* **Фрагмент документа**:
----
Предпарламент – мое последнее впечатление от скорбной памяти «Февральской революции». Все дальнейшее – непонятный хаос, в котором я не участвовал, который я только претерпевал.
В утро переворота 17–го октября я с какими–то милыми и приятными мне людьми шел в Мариинский дворец. Надо было, перед тем как написать передовицу, посмотреть, что там делается. Хотя на то не было никаких оснований, я чувствовал себя бодро и легко.
Перед нами шло несколько солдат, за которыми, как собачки на цепочках, катились ,по пятам пулеметы. Ни мне, ни моим спутникам не пришло в голову, что это верные Троцкому Кексгольмцы направляются в Мариинский дворец, чтобы разогнать Предпарламент, демонстративно покинутый большевистскими представителями уже на второй день после его созыва.
Разгон почтенного учреждения произошел тихо и благородно, так как на его защиту не поднялось ни одной вооруженной руки. К удивлению самих депутатов, они не были арестованы, а просто распущены по домам. Лишь я, не бывший членом Предпарламента, да еще кто–то случайный, были взяты под стражу и препровождены в казарму Кексгольмского полка.
В светлой комнате, в которую меня ввели, сидело человек 15–20 самых разнообразных людей: несколько офицеров, несколько холеных буржуев, бедно, но чистенько одетый старичок, с перепуганными глазами и бороденкой клинушком, и типичная мать–командирша, толстая, кирпичного цвета мещанка–лавочница. Последнюю особо хорошо помню, так как, сидя рядом со мною, она словоохотливо пыталась втянуть меня в свое возмущение: «Скажите, пожалуйста, и откуда они такие взялись, что против них и слова сказать нельзя?». Я благоразумно отмалчивался.
Хорошее настроение, в котором я был с утра, не покидало меня и в казарме. Зная большевиков, я имел полное основание предполагать, что они со мною церемониться не будут, но это трезвое сознание почему–то не превращалось в неприятное чувство. Предстоящий допрос меня не беспокоил. Я почему–то был уверен, что отверчусь.
Допрос подвигался медленно. Вероятно, арестованных было много и кроме нас. В ожидании вызова я просидел более трех часов.
Когда меня ввели в комнату, сидевшие за длинным столом подвыпившие солдаты, представлявшие собою, очевидно, некий революционный трибунал, встретили меня дружным громким хохотом: «Экого полосатого бобра поймали»…
То, что меня после допроса отпустили домой, а не бросили, как товарища военного министра, князя Туманова, в Мойку, я не могу не считать счастливейшею случайностью моей жизни. Но что есть случай? Быть может только атеистический псевдоним чуда?
----
* **Строки данных**:

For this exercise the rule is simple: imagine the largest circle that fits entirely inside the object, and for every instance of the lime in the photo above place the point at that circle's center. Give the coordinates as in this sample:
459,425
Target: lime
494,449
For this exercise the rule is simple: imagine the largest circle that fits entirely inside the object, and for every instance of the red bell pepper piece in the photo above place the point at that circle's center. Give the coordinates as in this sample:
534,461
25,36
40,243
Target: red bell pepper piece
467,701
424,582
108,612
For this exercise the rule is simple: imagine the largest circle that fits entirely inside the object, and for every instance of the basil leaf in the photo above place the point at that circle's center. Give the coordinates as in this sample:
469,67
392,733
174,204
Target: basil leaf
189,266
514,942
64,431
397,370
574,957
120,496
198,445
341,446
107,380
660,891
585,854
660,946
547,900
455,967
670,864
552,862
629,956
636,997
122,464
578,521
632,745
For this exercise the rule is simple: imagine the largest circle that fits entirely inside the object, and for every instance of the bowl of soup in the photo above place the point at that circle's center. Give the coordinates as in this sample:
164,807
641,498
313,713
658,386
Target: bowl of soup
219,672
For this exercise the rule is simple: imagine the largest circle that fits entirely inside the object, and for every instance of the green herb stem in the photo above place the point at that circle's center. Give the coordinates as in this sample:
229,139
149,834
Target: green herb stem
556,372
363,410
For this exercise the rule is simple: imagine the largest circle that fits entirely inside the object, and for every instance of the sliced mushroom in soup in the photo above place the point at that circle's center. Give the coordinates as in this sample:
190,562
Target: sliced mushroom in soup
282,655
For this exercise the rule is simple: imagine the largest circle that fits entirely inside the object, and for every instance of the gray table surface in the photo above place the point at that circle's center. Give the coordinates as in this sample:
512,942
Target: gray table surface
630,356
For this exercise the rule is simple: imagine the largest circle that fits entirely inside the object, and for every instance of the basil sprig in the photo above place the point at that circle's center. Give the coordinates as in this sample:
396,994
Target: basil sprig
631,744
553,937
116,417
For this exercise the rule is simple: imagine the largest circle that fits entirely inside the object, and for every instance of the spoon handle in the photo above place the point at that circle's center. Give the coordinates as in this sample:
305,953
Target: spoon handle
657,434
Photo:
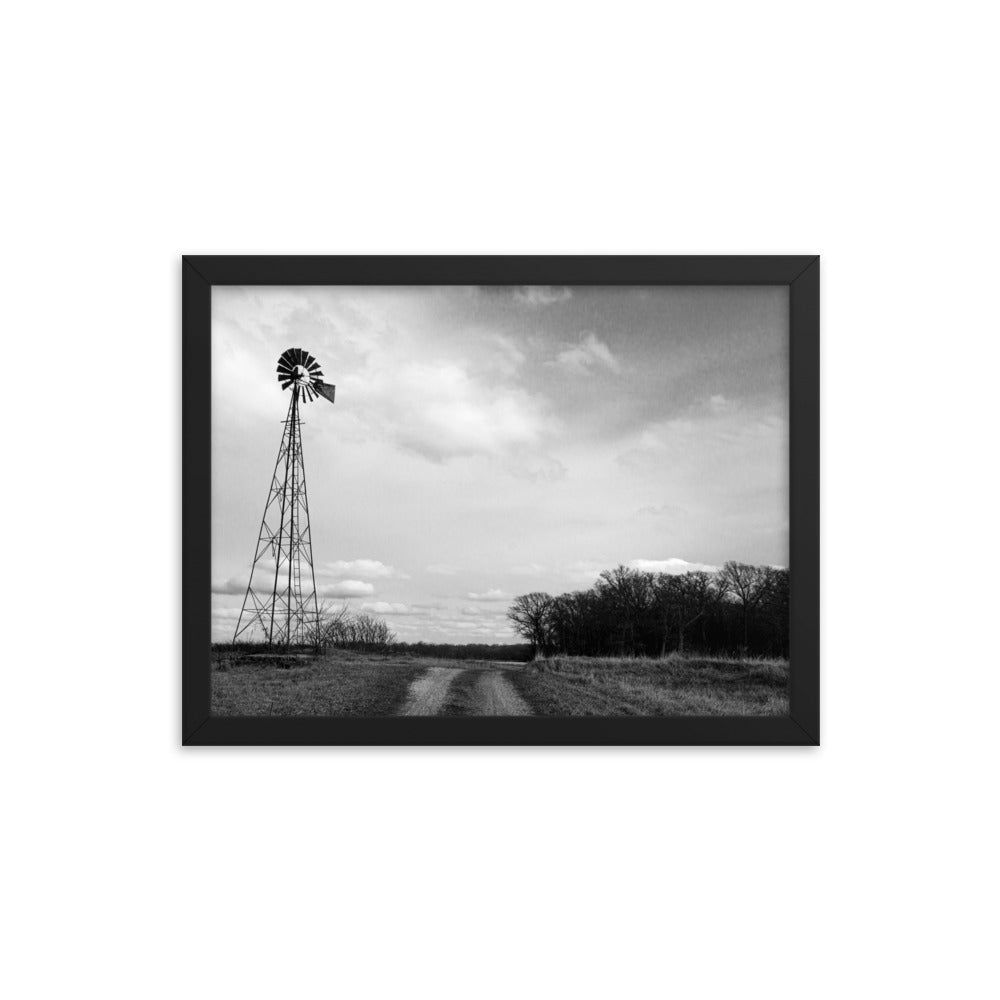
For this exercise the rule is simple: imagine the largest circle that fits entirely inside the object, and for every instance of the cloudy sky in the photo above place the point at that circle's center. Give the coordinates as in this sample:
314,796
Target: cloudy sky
489,442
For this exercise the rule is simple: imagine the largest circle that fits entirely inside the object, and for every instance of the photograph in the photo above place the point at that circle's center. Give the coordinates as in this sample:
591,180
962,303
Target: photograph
508,500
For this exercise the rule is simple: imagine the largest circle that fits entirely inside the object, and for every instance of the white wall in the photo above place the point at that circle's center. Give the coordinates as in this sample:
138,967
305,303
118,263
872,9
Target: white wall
861,131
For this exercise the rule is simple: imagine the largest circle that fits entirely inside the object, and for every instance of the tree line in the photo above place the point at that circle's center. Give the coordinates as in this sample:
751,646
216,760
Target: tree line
739,610
345,630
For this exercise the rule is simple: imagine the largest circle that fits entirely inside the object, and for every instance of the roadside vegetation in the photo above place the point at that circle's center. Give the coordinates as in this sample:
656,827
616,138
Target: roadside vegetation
342,682
674,685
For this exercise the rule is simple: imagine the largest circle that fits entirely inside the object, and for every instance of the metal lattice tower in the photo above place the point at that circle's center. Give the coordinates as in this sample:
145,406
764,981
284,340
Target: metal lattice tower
275,605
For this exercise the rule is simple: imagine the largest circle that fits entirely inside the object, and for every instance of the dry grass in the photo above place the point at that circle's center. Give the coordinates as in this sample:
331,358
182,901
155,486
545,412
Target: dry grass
339,683
674,685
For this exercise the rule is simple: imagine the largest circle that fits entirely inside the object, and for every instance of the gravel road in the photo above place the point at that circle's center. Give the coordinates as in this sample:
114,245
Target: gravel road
491,693
428,692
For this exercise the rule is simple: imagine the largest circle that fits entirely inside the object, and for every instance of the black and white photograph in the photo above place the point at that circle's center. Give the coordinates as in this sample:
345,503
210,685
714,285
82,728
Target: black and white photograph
501,501
526,500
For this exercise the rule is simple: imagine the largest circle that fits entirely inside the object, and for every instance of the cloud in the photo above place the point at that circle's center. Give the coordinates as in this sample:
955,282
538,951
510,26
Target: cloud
661,510
586,357
364,569
346,588
670,566
584,570
489,595
441,410
385,608
541,295
528,569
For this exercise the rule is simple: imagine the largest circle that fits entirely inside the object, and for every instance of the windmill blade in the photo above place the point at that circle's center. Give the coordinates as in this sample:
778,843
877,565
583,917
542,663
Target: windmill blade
324,390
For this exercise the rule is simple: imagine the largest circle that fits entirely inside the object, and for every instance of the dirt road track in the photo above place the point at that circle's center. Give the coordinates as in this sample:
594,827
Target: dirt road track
427,693
493,694
489,693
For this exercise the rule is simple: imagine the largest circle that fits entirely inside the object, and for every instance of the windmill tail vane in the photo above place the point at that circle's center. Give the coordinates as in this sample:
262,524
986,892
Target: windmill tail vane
----
* **Задания для выполнения**:
#1 Переведите на английский язык предложение «Предстоящий допрос меня не беспокоил» из фрагмента о разгоне Предпарламента.
#2 Перескажите фрагмент о разгоне Предпарламента в двух предложениях.
#3 Подхватите рассказ об аресте в казарме Кексгольмского полка и продолжите его сразу после последнего предложения.

* **Ответы к упражнению**:
#1 The upcoming interrogation did not worry me.

#2 Утром в день переворота рассказчик шел в Мариинский дворец, откуда солдаты разогнали Предпарламент, и, хотя депутатов просто распустили по домам, его взяли под стражу и доставили в казарму Кексгольмского полка. Прождав допроса более трех часов, он предстал перед подвыпившими солдатами и был отпущен домой, что считает счастливейшей случайностью своей жизни.

#3
Спасшее меня чудо началось с того, что за несколько недель до переворота мне до того опротивела военная форма, что я попросил Наташу съездить в Москву и привезти мне штатскую одежду. Поездка по железной дороге представляла собою в то время величайшие трудности и даже опасности. Наташе только чудом удалось привезти мне вещи. На обратном пути в ее вагоне загорелась ось. Темною ночью, посреди открытого поля ей пришлось перебираться в другой вагон. Лишь с громадным трудом и волнением, изнемогая от тяжести огромного чемодана, вскарабкалась она с насыпи на площадку уже двигавшегося вагона, где и простояла всю ночь на страшном сквозняке, так как окна были разбиты.
Когда я узнал обо всем этом, я не мог простить себе своей привередливости. Но эта жестокая по отношению к Наташе затея спасла меня от тюрьмы, а может быть и от смерти. Слова, которыми меня встретил трибунал, относились к моей, непривычной для русского глаза, светло–серой английской шубе в косую черную полосу. Рассмешив своим видом моих судей, я тем самым уже наполовину выиграл дело. Остальное довершила моя прибауточная оправдательная речь, в которой моя чудная штатская шуба играла роль вещественного доказательства моего миролюбия. Говорил я что–то о наших черно–белых пограничных столбах, которые революция повырывала, чтобы на земле стало привольно жить, о себе самом, как об остолбеневшем полосатом чёрте. Нес я, одним словом, явную недостойную чепуху, но говорил, очевидно, забавно. Солдаты покатывались со смеху и поддакивали мне. Кончилось тем, что* со словами: «Иди, полосатый чёрт, но смотри, в другой раз не попадайся», меня отпустили на свободу.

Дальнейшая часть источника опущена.